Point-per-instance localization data

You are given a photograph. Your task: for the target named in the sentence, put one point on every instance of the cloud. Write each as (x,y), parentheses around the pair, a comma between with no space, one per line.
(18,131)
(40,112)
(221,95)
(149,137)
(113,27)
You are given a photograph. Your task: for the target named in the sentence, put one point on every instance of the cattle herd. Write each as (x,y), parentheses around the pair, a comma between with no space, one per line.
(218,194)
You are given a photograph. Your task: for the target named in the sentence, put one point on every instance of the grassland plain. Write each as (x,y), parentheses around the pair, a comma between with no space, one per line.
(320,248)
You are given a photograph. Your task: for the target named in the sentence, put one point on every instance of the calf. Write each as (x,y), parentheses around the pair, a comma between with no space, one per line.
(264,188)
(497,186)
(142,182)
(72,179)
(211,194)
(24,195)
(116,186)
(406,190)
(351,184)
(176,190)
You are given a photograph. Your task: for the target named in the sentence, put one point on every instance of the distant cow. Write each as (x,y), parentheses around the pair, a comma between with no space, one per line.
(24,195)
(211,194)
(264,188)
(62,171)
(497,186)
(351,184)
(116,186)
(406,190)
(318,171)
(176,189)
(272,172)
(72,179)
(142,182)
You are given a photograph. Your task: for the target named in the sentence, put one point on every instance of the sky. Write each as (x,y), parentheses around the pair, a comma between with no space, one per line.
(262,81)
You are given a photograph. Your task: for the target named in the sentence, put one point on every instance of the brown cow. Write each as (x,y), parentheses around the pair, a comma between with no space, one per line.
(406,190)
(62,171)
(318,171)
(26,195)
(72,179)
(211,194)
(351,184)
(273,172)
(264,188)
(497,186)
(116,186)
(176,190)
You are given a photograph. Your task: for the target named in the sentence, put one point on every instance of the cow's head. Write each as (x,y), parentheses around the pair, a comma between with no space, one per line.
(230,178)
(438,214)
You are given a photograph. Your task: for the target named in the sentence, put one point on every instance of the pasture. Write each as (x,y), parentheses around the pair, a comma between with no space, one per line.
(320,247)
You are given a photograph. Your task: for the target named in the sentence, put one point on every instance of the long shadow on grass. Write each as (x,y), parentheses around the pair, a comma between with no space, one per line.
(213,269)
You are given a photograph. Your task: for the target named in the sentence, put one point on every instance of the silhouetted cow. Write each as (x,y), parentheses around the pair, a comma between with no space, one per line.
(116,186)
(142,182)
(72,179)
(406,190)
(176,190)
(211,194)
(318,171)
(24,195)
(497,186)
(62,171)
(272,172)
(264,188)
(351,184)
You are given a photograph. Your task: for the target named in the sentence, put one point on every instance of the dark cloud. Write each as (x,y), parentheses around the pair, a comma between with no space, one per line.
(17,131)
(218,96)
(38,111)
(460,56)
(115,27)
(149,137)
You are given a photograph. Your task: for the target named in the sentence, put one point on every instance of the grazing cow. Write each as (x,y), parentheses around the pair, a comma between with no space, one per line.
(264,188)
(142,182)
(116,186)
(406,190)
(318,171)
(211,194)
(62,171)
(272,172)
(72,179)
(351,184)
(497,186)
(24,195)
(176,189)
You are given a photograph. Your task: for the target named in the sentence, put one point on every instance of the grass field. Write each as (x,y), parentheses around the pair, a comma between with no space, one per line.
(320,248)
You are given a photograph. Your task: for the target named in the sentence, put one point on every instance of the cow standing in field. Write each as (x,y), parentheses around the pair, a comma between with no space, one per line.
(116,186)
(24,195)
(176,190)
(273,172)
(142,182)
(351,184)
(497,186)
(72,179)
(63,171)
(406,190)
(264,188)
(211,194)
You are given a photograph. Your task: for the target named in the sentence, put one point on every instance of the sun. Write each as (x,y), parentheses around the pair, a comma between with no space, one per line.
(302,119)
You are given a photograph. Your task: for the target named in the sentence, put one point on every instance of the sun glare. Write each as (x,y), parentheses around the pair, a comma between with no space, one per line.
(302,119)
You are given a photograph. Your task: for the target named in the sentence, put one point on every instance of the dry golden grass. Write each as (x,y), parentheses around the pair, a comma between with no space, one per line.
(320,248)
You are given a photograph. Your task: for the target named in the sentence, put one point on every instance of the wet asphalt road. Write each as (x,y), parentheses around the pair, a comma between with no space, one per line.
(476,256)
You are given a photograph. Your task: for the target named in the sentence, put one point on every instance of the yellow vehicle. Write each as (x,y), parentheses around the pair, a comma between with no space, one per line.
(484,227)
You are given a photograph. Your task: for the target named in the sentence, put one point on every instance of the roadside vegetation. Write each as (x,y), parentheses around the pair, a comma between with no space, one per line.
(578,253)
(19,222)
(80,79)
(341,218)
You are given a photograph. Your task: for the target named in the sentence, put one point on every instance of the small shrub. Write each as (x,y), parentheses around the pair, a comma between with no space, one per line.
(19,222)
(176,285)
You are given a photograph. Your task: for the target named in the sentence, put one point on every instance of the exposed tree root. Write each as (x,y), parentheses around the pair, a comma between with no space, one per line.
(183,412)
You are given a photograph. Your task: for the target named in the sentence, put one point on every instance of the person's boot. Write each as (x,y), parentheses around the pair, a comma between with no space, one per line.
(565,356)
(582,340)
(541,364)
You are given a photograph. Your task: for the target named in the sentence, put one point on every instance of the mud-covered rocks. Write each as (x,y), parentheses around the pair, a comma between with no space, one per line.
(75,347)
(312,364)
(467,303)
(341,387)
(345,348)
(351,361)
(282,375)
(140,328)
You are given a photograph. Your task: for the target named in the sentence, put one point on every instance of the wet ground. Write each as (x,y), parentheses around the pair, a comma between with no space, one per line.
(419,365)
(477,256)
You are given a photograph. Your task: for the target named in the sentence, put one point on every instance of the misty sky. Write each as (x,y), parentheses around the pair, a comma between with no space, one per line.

Your assignment = Please repeat the data in full so that nothing differs from the original.

Reply to the exercise =
You are given a photograph. Your task: for the target named in the sentence, put one point on every instance of the cloud. Write each as (x,y), parentheses around the pair, a comma between with no space, one per line.
(18,131)
(40,112)
(221,95)
(149,137)
(113,27)
You are given a photograph. Your task: for the target named in the sentence, put one point on every instance of the cattle herd. Write each as (x,y), parentheses around the pair, a comma between with no space, one per line.
(218,194)
You are given a photograph. Your task: for the target named in the sentence, put one point on every instance of the grassland plain. Write each as (x,y), parentheses around the pair, a comma between with no space, one per line.
(320,248)
You are given a photograph. Your task: for the target named in the sentence, put one point on every instance of the calf. Write each as (x,y), parentheses around the pair, a comma between with no space, one per line.
(264,188)
(497,186)
(142,182)
(72,179)
(211,194)
(24,195)
(116,186)
(406,190)
(351,184)
(176,190)
You are given a photograph. Your task: for the target named in the sentence, put one point on every instance of the distant cow. Write each as (x,y), parentheses around the pair, a comma between with no space, one per line.
(24,195)
(211,194)
(264,188)
(62,171)
(497,186)
(351,184)
(116,186)
(406,190)
(318,171)
(176,189)
(272,172)
(72,179)
(142,182)
You are given a photograph. Your task: for the target named in the sentence, put one point on every instance of the sky. Write each as (x,y), parentheses around the pair, a comma between with no space, one per line.
(262,81)
You are given a photograph. Your task: for the target named in the sentence, put one point on every instance of the brown cow. Write each as (x,y), parentheses around the pair, a comma between with no space, one per line.
(406,190)
(62,171)
(318,171)
(26,195)
(72,179)
(211,194)
(351,184)
(273,172)
(264,188)
(497,186)
(116,186)
(176,190)
You are given a photograph. Your task: for the target named in the sentence, put one point on every instance of the cow's head. Write each as (x,y), parentheses around the pair, a comma between with no space, one per line.
(230,178)
(438,214)
You are given a photograph. Your task: for the target named in the sentence, put one point on every instance of the pasture. Write each as (x,y), parentheses around the pair, a comma between with no space, one per line.
(320,247)
You are given a photograph. Your task: for the target named in the sentence, put one point on every instance of the long shadow on grass. Write each as (x,y), parentheses around the pair, a comma between with no space, one per line.
(213,269)
You are given a photograph. Your task: for the target named in the sentence, put one point on every instance of the silhouetted cow. Write each as (x,y), parentheses around the pair, a comma between with no space, one per line.
(116,186)
(142,182)
(72,179)
(406,190)
(176,190)
(211,194)
(318,171)
(24,195)
(497,186)
(62,171)
(272,172)
(264,188)
(351,184)
You are given a photograph. Your task: for the target named in the sentence, put one point on every instance of the dark cloud. Write each as (x,y), parentheses around the pair, a comma between with no space, one per line.
(17,131)
(218,96)
(38,111)
(460,56)
(115,27)
(149,137)
You are given a photograph. Your task: for the target named in the sentence, put one point on every instance of the grazing cow. Write each as (x,y), parentheses around the pair, a comma between with no space, one per line.
(264,188)
(142,182)
(116,186)
(406,190)
(318,171)
(211,194)
(62,171)
(272,172)
(72,179)
(351,184)
(497,186)
(24,195)
(176,189)
You are given a photograph. Your task: for the target named in the sentence, put one point on every instance of the grass field. Write each as (x,y), parentheses around the pair, a comma between with no space, one per line.
(320,248)
You are given a photograph. Your task: for the target named in the sentence, put one point on every instance of the cow standing in field. Write each as (x,y), parentheses around the pair, a comma between with no space, one per line.
(116,186)
(24,195)
(176,190)
(273,172)
(142,182)
(351,184)
(497,186)
(72,179)
(63,171)
(406,190)
(264,188)
(211,194)
You are given a photograph. Your task: for the target named in the sentence, put one point on every instance of the sun. Write each as (x,y), parentheses around the pair, a comma between with no space, one per line.
(302,119)
You are given a photograph. Your task: for the target named in the sentence, put one point on every instance of the sun glare. Write each as (x,y), parentheses around the pair, a comma between with no space, one per line.
(302,119)
You are given a photograph. Your task: for the target named in the sentence, put one point on every instance of the dry golden grass. Write each as (x,y), parentheses around the pair, a comma between with no space, one per line.
(320,248)
You are given a photograph. Your task: for the target named in the sentence, put one point on every instance of the wet asphalt road. Write each as (x,y), parentheses around the pair, a comma between with no space, one per line.
(476,256)
You are given a photograph. Your task: for the target named in the sentence, put one point on every instance of the yellow vehicle. Write each as (x,y), parentheses around the pair, a comma between with no space, one per line.
(484,227)
You are given a photograph. Your task: for the target named in the sentence, put one point on every instance of the roadside vegetation. Write each as (x,y), parentheses around the pair, a comma between with no space, one per line.
(578,253)
(19,222)
(80,79)
(341,218)
You are given a photograph. Your task: for the target named in the sentence, put one point on every instance of the small shrub. Write each as (x,y), parentheses around the pair, a comma between with no space, one per line.
(19,222)
(176,285)
You are given a photograph. Your task: for the target named in the sentence, put one point on every instance of the exposed tree root. Write each as (x,y), parentheses around the pair, a comma between with no space, one per line.
(183,412)
You are given a photograph. Your task: for the target named in the sentence, put one point on every instance of the person's boot. Write each as (x,y), parentheses around the pair, a comma between with no space, one per line.
(565,356)
(582,340)
(541,364)
You are given a photograph. Your task: for the target named in the sentence, put one point on every instance of the mud-covered rocks. Write each as (x,y), parentheses around the pair, a comma between with no space, one per line.
(75,347)
(312,364)
(467,303)
(341,387)
(345,348)
(351,361)
(282,375)
(140,328)
You are given a photograph. Your task: for the target named in the sentence, put one point on every instance of the wet ground. Write each as (x,y), parentheses around the pair, a comma between with no space, one per line.
(419,365)
(477,256)
You are given a photograph. Your task: for the target named in the sentence, put one point on every instance of the misty sky. Write each as (x,y), parentheses around the pair, a comma between with no space, one per line.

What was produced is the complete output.